(SET OF TASKS)
A. Rewrite the part of the Franken post that opens with "Many of them" and closes with "is dead wrong.", swapping "hysteria" for "panic".
B. According to the Franken post, why should offenders not be punished by today's standards for things they did years ago?

(PASSAGE TO READ)
Wednesday, December 6, 2017

History Makes a Difference

By Wednesday evening, there was widespread expectation in the Democratic caucus that Senator Al Franken would step down.  https://www.nytimes.com/2017/12/06/us/politics/franken-harrassment-resign.html 

What Al Franken did was wrong. It was wrong the day before yesterday when nobody paid attention. It is wrong today, when past behavior has become the news of the day. Is it a good thing that the national ethos has shifted in this direction? Emphatically YES. Is it right to use the current and very recent ethos to judge behavior of years ago—sometimes of many decades? My view is NO. Let historians give a fair account of what has been transpiring; but let ’s not punish offenders of actions past that were then tolerated, even if very wrongly so. This entire discussion is taking place as if there were no such thing as history. We have no obligation to judge what has happened in the past was right, but we do have an obligation to understand that a past period was different from the present.

PS
https://www.nytimes.com/2017/12/07/us/politics/al-franken-senate-sexual-harassment.html

The thing to also read in this NYTimes story about Al Franken’s expected resignation are the letters of readers’ comments. 

Many of them reflect my own sentiments. There is a huge difference been Franken’s behavior and e.g. Weinsteins. We are seeing a wave of hysteria that obliterates important distinctions and couldn’t be more remote from fair and reasoned procedures. Nor do I believe that the view I have just expressed is incompatible with a belief that 95% of the behavior that has been cited during past weeks is dead wrong.
  

Saturday, December 2, 2017

Holding Hands

“In the report compiled by the Lake Forest, Ill., police department, a copy of which was obtained by The New York Times, the man said he was 15 when Mr. Levine held his hand in an “incredibly sensual way.” (NYTimes, 12/2/17)

Natural-language object grounding data:
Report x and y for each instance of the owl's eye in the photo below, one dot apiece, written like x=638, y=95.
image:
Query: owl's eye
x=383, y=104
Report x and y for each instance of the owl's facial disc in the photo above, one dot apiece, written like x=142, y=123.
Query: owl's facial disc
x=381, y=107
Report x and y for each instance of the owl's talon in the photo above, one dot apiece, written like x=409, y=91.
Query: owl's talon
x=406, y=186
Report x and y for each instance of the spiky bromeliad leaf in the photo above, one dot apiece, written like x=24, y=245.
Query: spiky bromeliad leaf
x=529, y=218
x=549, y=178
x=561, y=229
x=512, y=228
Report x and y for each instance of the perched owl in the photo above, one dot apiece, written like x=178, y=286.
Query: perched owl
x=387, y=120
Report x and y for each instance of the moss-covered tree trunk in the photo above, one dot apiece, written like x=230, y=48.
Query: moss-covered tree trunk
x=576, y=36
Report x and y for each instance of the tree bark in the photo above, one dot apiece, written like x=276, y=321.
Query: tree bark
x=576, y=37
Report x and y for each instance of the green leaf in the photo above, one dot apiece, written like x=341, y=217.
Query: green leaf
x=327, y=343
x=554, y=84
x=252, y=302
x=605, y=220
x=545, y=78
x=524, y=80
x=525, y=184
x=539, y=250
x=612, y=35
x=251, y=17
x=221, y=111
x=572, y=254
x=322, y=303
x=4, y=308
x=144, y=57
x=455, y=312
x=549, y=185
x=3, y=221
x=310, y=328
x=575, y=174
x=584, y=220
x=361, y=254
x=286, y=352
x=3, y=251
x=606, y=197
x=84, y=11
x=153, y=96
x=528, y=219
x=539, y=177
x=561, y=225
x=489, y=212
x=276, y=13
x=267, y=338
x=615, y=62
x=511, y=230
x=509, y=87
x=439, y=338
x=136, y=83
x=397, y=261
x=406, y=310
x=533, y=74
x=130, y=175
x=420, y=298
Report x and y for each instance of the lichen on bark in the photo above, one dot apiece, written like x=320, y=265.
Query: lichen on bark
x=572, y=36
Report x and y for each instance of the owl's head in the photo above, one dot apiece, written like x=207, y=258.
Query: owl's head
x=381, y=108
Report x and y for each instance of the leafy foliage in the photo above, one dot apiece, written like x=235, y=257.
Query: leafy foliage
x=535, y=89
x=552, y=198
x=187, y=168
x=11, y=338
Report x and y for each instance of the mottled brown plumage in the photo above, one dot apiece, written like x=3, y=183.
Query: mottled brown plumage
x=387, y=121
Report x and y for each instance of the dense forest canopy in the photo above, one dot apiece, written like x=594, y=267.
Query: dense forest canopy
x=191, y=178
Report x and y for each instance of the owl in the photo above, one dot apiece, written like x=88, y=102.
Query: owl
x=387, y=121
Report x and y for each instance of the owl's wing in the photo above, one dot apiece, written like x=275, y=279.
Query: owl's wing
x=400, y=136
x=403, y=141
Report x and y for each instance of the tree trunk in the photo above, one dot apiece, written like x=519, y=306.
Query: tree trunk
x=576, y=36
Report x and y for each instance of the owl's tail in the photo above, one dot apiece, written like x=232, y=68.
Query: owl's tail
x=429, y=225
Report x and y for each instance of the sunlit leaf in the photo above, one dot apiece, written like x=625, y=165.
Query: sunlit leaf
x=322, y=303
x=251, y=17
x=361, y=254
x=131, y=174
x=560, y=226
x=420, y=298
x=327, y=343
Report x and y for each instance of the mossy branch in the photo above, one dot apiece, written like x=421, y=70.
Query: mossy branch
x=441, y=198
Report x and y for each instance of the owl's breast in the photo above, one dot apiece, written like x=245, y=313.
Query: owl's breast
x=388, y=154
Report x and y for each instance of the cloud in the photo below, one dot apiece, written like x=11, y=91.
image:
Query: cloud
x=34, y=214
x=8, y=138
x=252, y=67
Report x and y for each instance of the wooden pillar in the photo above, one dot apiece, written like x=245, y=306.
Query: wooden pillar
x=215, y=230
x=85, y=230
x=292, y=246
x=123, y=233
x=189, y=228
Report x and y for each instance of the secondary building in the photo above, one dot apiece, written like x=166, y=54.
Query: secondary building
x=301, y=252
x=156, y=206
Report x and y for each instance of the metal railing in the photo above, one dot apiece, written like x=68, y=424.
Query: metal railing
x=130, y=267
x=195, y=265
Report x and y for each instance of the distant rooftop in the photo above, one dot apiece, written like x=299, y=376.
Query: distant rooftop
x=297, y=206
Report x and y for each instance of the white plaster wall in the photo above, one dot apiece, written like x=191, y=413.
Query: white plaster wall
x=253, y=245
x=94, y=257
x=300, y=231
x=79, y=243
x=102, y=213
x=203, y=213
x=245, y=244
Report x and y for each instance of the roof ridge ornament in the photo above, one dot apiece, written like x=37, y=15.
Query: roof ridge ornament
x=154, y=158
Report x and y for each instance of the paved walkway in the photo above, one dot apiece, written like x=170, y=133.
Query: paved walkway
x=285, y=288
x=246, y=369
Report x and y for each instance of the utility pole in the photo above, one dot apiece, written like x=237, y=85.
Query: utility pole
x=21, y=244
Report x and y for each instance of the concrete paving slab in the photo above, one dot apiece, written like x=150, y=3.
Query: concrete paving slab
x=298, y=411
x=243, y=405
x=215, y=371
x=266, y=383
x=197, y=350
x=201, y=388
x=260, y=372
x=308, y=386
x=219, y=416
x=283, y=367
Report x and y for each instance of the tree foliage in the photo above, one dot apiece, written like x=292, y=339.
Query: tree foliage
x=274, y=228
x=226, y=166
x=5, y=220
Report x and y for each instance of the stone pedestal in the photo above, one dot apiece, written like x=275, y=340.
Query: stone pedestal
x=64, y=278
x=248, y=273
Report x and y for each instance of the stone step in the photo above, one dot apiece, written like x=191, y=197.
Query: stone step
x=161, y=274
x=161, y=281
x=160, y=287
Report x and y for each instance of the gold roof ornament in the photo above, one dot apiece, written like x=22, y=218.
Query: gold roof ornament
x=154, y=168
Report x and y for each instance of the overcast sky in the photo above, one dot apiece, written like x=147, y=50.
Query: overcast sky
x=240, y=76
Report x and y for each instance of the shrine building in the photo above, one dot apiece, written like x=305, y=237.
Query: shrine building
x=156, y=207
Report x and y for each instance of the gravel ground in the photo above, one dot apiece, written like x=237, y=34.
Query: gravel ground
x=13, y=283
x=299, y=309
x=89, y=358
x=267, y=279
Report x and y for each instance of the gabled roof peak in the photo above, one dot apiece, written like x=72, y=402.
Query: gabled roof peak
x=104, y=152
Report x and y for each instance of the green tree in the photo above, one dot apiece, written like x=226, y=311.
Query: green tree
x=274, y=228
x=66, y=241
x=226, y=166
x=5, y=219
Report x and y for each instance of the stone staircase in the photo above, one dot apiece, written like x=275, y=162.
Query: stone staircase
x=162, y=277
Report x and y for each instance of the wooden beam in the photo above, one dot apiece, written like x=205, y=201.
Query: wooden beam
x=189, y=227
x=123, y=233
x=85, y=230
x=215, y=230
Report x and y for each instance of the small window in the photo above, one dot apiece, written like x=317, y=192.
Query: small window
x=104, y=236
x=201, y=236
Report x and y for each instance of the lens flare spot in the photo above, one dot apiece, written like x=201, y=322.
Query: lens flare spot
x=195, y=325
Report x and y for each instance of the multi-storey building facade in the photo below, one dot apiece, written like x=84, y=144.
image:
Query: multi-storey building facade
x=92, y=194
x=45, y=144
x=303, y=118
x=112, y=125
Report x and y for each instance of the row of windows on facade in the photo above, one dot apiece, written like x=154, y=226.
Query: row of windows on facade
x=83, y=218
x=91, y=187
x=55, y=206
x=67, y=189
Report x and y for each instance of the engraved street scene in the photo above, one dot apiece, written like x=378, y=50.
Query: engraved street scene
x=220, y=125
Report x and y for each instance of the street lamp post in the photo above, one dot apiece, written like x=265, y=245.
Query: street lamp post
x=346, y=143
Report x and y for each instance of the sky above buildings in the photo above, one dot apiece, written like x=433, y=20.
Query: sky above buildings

(ANSWERS BY ITEM)
A.
Many of them reflect my own sentiments. There is a huge difference been Franken’s behavior and e.g. Weinsteins. We are seeing a wave of panic that obliterates important distinctions and couldn’t be more remote from fair and reasoned procedures. Nor do I believe that the view I have just expressed is incompatible with a belief that 95% of the behavior that has been cited during past weeks is dead wrong.

B. The writer says those actions were tolerated at the time, even if very wrongly so. We have an obligation to understand that a past period was different from the present, and the current discussion goes on as if there were no such thing as history.